◆ **PROVIDED ENTRIES**:

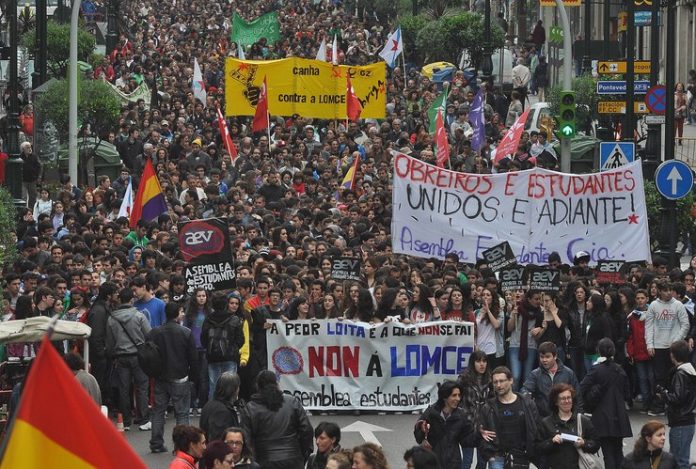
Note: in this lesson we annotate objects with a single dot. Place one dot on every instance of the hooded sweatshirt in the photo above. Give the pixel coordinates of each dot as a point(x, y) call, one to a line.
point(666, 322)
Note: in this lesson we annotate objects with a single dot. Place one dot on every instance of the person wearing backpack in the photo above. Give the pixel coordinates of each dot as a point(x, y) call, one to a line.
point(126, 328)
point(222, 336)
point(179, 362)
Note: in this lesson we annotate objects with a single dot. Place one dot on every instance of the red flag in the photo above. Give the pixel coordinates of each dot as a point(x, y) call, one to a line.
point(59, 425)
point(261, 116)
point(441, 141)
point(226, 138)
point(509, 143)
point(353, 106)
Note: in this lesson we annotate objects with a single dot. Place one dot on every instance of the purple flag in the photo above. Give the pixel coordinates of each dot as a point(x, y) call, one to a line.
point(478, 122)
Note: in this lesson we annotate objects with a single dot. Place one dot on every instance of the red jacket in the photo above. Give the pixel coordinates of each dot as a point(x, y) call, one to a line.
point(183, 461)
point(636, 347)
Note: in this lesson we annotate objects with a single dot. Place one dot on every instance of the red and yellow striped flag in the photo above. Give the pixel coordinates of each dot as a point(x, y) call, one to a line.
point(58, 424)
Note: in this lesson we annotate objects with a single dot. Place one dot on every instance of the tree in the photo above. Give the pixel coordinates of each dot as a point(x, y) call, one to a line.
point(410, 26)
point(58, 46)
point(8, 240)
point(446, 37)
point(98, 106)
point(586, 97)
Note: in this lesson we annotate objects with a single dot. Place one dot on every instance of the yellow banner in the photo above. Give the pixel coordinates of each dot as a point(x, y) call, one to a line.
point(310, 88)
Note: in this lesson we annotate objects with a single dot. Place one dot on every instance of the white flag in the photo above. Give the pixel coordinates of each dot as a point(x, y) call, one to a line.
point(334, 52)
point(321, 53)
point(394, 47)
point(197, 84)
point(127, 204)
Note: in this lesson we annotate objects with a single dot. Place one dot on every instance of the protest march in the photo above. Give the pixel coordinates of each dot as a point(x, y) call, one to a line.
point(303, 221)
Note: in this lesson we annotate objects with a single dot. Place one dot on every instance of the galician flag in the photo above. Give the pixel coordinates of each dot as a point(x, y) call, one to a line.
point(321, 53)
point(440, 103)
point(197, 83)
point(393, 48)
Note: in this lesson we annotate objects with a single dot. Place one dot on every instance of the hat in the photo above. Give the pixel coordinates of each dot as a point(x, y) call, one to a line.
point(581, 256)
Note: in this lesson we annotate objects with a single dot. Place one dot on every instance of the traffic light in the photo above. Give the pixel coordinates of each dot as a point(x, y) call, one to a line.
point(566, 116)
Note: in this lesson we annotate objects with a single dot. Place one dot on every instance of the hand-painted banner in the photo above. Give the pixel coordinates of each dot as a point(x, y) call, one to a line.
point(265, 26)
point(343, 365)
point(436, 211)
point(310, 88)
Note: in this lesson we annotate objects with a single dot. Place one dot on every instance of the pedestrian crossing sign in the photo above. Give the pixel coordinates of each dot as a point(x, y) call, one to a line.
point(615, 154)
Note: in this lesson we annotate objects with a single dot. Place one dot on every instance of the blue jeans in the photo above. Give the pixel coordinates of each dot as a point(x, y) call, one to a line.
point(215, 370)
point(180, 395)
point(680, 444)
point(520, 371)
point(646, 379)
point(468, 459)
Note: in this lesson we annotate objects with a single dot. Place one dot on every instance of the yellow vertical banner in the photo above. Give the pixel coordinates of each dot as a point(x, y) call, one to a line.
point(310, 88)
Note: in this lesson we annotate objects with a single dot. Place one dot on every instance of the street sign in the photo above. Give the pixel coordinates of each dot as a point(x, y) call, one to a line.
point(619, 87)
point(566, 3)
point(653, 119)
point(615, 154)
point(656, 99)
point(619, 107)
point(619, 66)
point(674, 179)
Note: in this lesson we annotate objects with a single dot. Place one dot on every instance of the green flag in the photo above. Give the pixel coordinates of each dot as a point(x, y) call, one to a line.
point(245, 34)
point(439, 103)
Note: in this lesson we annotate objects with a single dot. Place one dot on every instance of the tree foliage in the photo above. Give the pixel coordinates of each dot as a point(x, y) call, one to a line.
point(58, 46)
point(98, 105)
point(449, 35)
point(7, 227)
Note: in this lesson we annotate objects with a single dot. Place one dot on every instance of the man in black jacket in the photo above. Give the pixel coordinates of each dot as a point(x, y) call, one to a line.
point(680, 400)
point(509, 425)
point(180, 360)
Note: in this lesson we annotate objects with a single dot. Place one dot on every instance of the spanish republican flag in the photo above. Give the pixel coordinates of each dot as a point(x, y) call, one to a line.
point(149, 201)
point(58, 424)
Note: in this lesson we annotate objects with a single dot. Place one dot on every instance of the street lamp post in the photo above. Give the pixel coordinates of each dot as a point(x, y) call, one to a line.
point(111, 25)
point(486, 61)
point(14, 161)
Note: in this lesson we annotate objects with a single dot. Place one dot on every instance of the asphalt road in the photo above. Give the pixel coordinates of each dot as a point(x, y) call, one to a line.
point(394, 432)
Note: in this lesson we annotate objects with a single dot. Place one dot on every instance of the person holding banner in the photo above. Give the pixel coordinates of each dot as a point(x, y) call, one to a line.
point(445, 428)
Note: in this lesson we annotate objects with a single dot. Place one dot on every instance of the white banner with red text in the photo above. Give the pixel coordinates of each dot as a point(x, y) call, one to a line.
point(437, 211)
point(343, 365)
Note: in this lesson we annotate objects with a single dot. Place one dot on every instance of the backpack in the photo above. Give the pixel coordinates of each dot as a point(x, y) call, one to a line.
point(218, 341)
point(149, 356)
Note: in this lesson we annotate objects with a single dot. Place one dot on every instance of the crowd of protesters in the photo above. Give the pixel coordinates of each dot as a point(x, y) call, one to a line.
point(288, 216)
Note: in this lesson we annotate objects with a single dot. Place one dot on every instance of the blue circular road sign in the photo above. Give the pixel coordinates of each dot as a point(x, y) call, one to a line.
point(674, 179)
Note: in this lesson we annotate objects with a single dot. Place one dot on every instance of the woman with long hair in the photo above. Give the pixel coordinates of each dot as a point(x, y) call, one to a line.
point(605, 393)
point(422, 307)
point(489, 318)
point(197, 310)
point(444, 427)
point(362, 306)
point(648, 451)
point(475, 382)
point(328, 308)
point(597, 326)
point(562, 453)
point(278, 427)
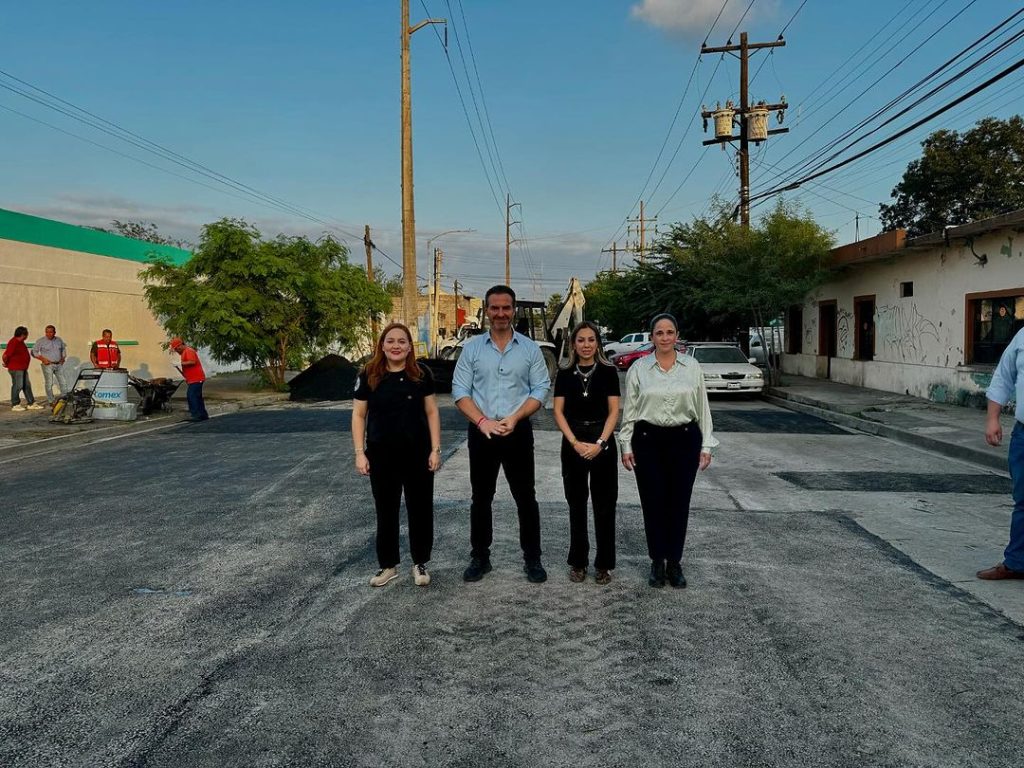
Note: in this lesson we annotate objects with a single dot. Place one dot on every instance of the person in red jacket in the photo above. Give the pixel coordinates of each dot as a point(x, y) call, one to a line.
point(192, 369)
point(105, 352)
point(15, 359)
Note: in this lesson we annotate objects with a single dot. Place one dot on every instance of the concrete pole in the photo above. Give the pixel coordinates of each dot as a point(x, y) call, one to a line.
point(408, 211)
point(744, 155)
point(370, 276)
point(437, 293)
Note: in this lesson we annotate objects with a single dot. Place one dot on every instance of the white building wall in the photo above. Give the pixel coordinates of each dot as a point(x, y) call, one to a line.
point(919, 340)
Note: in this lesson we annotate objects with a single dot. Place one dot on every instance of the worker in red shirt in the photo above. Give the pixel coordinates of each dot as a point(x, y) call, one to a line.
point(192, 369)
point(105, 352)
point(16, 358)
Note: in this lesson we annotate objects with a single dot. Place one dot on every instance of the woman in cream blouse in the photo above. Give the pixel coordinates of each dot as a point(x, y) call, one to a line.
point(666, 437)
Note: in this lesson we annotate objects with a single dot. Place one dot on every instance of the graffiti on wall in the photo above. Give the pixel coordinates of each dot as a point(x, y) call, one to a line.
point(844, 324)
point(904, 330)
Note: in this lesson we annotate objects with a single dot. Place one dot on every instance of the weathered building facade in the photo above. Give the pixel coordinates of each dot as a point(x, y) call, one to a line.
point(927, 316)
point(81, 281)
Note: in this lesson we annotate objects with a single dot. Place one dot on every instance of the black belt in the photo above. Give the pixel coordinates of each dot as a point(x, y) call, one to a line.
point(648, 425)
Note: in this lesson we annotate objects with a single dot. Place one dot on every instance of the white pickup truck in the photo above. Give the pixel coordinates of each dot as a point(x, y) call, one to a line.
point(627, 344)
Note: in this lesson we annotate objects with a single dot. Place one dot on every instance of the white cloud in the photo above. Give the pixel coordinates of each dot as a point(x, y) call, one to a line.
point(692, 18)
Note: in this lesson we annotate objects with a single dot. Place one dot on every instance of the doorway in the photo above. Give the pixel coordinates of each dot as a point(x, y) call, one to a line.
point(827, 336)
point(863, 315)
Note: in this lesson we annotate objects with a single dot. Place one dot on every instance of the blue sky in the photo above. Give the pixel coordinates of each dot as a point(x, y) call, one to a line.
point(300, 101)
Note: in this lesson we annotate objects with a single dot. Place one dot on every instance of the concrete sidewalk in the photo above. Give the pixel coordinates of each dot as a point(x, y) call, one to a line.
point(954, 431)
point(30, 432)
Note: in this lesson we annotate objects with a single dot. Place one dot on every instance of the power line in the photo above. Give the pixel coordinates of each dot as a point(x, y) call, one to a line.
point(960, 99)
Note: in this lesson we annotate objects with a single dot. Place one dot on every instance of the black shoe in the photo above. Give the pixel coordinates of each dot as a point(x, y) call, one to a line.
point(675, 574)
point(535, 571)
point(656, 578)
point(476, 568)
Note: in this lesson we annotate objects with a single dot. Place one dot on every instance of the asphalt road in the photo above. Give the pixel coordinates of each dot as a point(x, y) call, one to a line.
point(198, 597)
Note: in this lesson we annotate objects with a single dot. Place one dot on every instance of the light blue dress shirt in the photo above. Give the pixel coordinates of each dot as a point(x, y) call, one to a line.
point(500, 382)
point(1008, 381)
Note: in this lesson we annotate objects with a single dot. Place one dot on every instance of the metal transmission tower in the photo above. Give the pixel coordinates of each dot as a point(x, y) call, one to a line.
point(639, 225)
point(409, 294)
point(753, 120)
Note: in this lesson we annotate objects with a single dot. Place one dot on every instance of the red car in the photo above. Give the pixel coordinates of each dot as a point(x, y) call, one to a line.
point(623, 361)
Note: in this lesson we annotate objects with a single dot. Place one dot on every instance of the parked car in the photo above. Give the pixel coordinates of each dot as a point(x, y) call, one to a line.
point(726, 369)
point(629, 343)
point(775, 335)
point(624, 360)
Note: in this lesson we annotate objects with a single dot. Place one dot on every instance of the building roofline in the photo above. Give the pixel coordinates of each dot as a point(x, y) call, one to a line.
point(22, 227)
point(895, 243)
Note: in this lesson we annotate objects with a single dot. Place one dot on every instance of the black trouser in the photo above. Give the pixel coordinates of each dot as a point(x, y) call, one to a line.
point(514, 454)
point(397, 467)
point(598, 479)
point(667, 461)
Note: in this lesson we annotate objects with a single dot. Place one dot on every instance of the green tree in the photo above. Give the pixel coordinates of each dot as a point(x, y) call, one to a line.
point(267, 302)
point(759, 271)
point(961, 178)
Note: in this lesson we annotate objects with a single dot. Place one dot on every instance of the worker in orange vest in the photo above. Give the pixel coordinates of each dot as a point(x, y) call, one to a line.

◆ **SET PROBLEM**: Could you rescale everything from the start of the listing down to the line containing "point(636, 347)", both ends included, by writing those lines out again with every point coordinate in the answers multiplied by 2.4 and rounded to a whole number, halves rounded up? Keep the requests as they are, and leave the pictures out.

◆ **THE RESPONSE**:
Note: in this lesson we annotate objects with a single dot. Place one dot on every instance of the hooded sweatshirt in the photo above. Give the pixel coordinates of each dot as a point(x, y) call, one to a line.
point(1598, 773)
Note: in this lesson we annotate objects with a single dot. Place one dot on every instance of the person wearing backpack in the photo above. Give the pixel coordinates of each dot as a point(x, y) call, one to a line.
point(302, 787)
point(533, 806)
point(430, 869)
Note: in this lesson we annotate objects with a single dot. Place one dot on every instance of the red flag in the photo above. Give the pixel coordinates of each dot as a point(x, y) call, one to a line.
point(142, 1020)
point(626, 278)
point(1058, 338)
point(542, 331)
point(1222, 343)
point(847, 254)
Note: in this lesson we annotate objects with a single dot. Place one dot on every instance of the purple flag in the photo above. Give the pixel coordinates of each dot as a point(x, y) call, one to a line.
point(1147, 293)
Note: in this lesson we annotate objects with a single dot. Place one dot on every instance of the red jacket in the photo above. Give the pixel coordinates of each dot as a point(x, y) call, one to a line.
point(439, 1106)
point(1526, 833)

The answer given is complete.